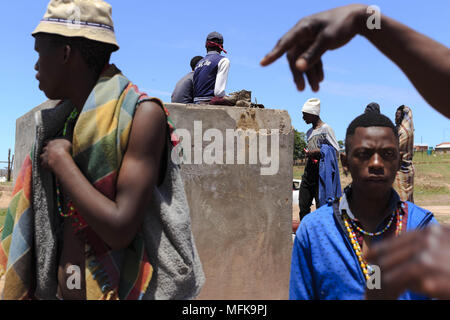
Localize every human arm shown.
[261,5,450,117]
[289,228,314,300]
[366,224,450,299]
[214,58,230,97]
[41,102,166,249]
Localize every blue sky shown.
[0,0,450,165]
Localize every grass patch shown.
[293,153,450,205]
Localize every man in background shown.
[171,56,203,104]
[299,98,341,220]
[194,32,230,104]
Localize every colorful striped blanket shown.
[0,65,178,299]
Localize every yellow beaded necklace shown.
[342,208,403,280]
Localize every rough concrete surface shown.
[14,102,294,300]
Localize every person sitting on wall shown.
[171,56,203,104]
[194,32,230,104]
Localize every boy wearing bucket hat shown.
[0,0,204,299]
[194,32,230,104]
[299,98,341,220]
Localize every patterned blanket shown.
[0,65,176,299]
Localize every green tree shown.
[294,129,306,160]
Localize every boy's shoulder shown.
[297,204,335,235]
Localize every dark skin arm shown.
[261,5,450,117]
[366,226,450,300]
[41,102,166,250]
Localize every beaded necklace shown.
[343,209,403,280]
[56,108,86,231]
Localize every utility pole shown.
[6,149,11,182]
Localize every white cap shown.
[302,98,320,116]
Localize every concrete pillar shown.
[15,104,294,300]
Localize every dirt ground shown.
[0,191,12,209]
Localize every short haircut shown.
[191,56,203,71]
[364,102,380,113]
[47,34,116,75]
[345,112,398,153]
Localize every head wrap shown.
[302,98,320,116]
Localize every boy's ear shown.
[397,151,405,171]
[340,152,348,175]
[64,45,73,63]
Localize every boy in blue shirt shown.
[289,113,436,300]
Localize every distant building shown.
[434,142,450,154]
[414,143,428,152]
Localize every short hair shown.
[364,102,380,113]
[345,112,398,153]
[191,56,203,71]
[47,34,116,75]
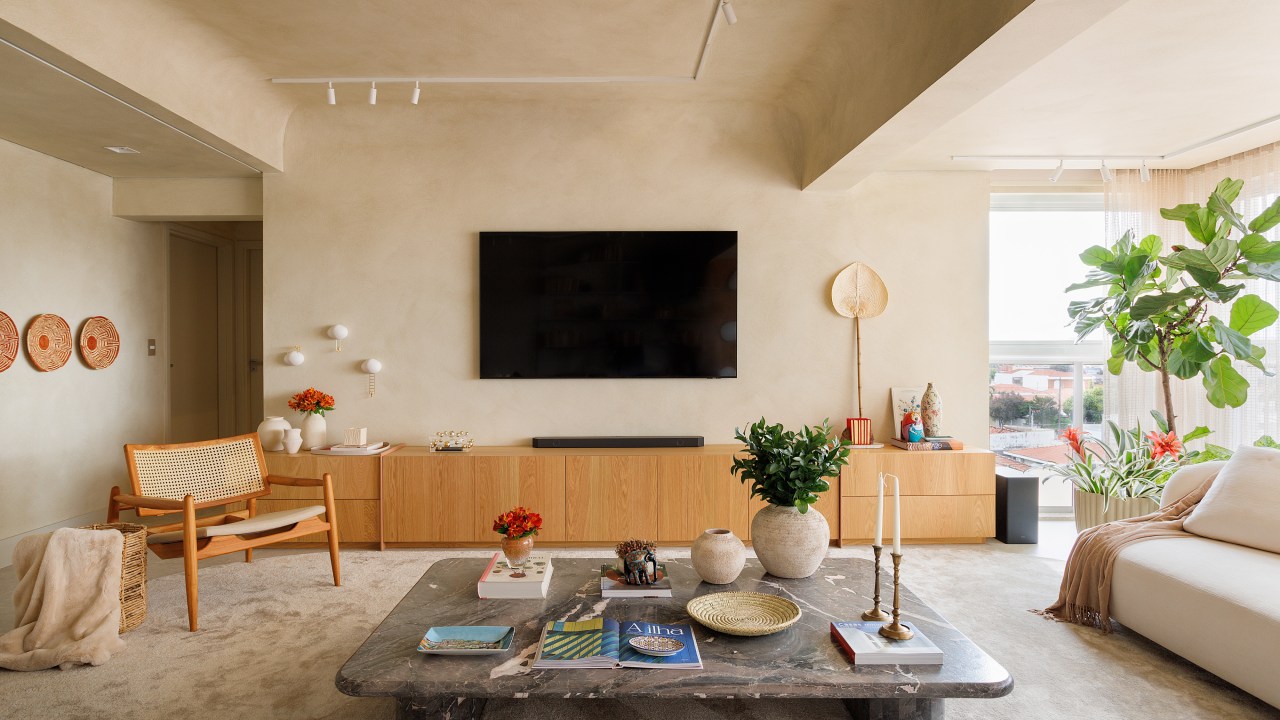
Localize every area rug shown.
[0,544,1280,720]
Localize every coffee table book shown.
[831,621,942,665]
[534,618,703,670]
[600,562,671,597]
[476,552,553,600]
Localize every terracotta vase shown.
[502,536,534,578]
[689,528,746,585]
[751,505,831,578]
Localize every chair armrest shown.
[114,495,184,510]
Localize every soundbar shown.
[534,436,705,447]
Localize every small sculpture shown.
[900,410,924,442]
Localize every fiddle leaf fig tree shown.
[1066,178,1280,433]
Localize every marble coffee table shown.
[337,556,1014,720]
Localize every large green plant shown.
[1066,178,1280,433]
[733,418,851,512]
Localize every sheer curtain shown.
[1103,143,1280,447]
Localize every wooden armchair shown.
[106,434,342,632]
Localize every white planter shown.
[689,528,746,585]
[751,505,831,578]
[257,415,289,452]
[1071,489,1160,533]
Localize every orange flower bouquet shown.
[289,387,334,418]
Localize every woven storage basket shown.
[84,523,147,635]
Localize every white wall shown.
[264,100,988,446]
[0,141,166,543]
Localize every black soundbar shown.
[534,436,705,447]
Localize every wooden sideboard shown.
[247,445,996,547]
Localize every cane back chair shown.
[106,434,342,632]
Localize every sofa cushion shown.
[1184,447,1280,552]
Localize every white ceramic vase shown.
[689,528,746,585]
[284,428,302,455]
[302,413,329,450]
[257,415,289,452]
[751,505,831,578]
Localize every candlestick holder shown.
[881,552,915,641]
[863,544,888,623]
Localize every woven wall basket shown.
[84,523,147,635]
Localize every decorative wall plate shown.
[81,315,120,370]
[27,315,72,373]
[0,313,22,373]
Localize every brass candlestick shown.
[881,552,915,641]
[863,544,888,621]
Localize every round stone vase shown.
[689,528,746,585]
[751,505,831,578]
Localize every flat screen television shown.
[480,231,737,378]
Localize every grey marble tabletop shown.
[337,553,1012,698]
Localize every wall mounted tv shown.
[480,231,737,378]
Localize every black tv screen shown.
[480,231,737,378]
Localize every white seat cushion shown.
[1183,447,1280,552]
[147,505,324,543]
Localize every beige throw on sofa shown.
[0,520,124,670]
[1034,474,1217,633]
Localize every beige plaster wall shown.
[264,101,988,446]
[0,141,166,540]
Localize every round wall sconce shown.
[360,357,383,397]
[329,325,351,352]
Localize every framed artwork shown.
[888,387,924,439]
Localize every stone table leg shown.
[396,697,485,720]
[845,697,942,720]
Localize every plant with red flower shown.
[493,506,543,538]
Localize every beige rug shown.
[0,544,1280,720]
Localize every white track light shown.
[721,0,737,24]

# EXERCISE INSTRUCTIONS
Rescale the listing from the line with "Localize every fiddle leaf fig tree shown." to the line with "[329,325,351,352]", both included, by rewriting every line, requests too, with each bounding-box coordinate in the answers multiplied by 1.15 and rounded to a whole number, halves up. Give only these lines.

# RESPONSE BELOW
Localize every fiddle leaf fig tree shown.
[1226,205,1472,498]
Localize every marble coffee table shown.
[388,639,1166,828]
Localize every large green plant shown.
[1226,205,1472,498]
[843,481,979,589]
Localize every sheer curtain shown.
[1268,164,1472,514]
Localize every wooden armchair shown.
[122,499,393,727]
Localize every white planter shown.
[792,607,858,673]
[864,581,956,665]
[296,477,332,520]
[1232,562,1334,613]
Localize every orange flower bouquet shown.
[332,445,384,481]
Localize every woven storage basket shown.
[97,601,169,730]
Localize every white wall shown.
[304,115,1136,513]
[0,162,191,624]
Localize every black soundbar shown.
[614,501,811,514]
Localize every wooden sideboard shown.
[284,512,1145,629]
Localize every cane back chair shown.
[122,499,393,727]
Localize every sofa cushion shown.
[1362,514,1472,635]
Localize every white ceramic vase shown.
[792,607,858,673]
[327,492,347,523]
[347,475,378,518]
[296,477,332,520]
[864,581,956,665]
Localize every candlestick holder shown.
[1013,635,1052,737]
[992,626,1021,716]
Localize every woven wall basket shown.
[97,601,169,730]
Localize every decorative wall plate shown.
[93,362,138,426]
[31,362,83,429]
[0,360,25,429]
Localize every brass candlestick shown.
[1013,635,1052,737]
[992,626,1021,714]
Localize every round stone vase shown.
[792,607,858,673]
[864,581,956,665]
Localize every flat screen television shown.
[552,266,848,435]
Localize every grey marble tabletop shown.
[388,636,1164,803]
Localize every wall mounted tv shown.
[552,266,848,435]
Localize every black tv screen shown.
[552,266,848,435]
Localize every white seat cushion shown.
[1360,514,1472,635]
[169,581,373,624]
Localize every beige throw on sofa shown.
[0,598,143,771]
[1189,545,1400,728]
Localize every beige plaster wall shown.
[304,116,1136,513]
[0,162,191,621]
Localize every round wall sconce shown.
[414,411,440,457]
[378,374,404,405]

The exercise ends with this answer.